Records for this task:
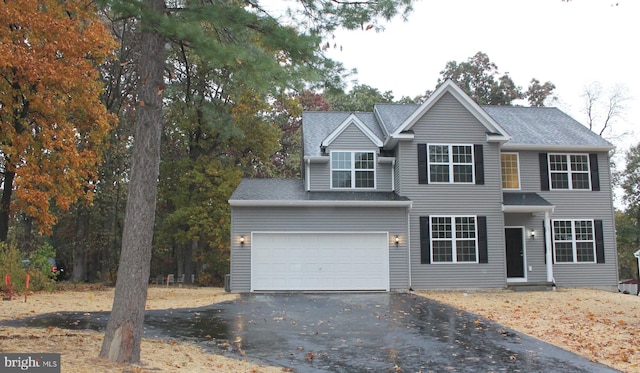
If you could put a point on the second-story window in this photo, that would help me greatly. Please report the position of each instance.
(569, 171)
(352, 169)
(450, 163)
(510, 171)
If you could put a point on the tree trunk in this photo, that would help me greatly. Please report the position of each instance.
(124, 329)
(188, 261)
(80, 252)
(5, 203)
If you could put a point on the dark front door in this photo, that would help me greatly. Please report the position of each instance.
(515, 252)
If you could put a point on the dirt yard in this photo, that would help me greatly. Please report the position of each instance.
(601, 326)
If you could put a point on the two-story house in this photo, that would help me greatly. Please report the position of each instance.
(443, 195)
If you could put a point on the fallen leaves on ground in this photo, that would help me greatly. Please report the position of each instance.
(80, 348)
(599, 325)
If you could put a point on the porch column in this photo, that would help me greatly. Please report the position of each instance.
(547, 242)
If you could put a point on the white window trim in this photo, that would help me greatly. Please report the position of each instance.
(451, 164)
(518, 165)
(574, 248)
(453, 239)
(569, 171)
(352, 169)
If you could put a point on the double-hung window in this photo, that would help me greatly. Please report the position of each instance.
(353, 169)
(569, 171)
(510, 171)
(450, 163)
(454, 239)
(574, 241)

Task objective:
Please rewrite every row above with "in this photo" changed to "in this image" and nothing else altered, leaving the pictures out.

The output:
If you could put a point on the second-story window in this image, that would help me greatly. Please report the position of each instance.
(569, 171)
(352, 169)
(450, 163)
(510, 171)
If you could put a point on the tree trunk in this image, that would help me greatly. Please report the position of each instance.
(124, 329)
(188, 261)
(80, 252)
(5, 203)
If you could put a point on the dark front door in this image, that would help me greatly. Please report the position of each instance.
(515, 252)
If you could put a point on the dirt yard in this image, that would help me greatly. Please report the position of each instance.
(601, 326)
If you could put a point on the two-story house in this image, that would help me greatly. Please report the position of each instance.
(443, 195)
If you could put a point on the fallen leaves on ground in this image, that would help me greatly. Please report the position of each instance.
(80, 348)
(599, 325)
If you could put a point on the porch column in this image, that would help me greatly. Please report the position of each instance.
(547, 242)
If you could put a point on the white window trim in this image, that would help me greatly. Please report the position of each instance.
(451, 164)
(518, 165)
(574, 248)
(453, 239)
(569, 171)
(352, 169)
If you could put a point on the double-hung window in this image, that would help me greatly. Please report the position of each instance.
(353, 169)
(569, 171)
(510, 171)
(450, 163)
(454, 239)
(574, 241)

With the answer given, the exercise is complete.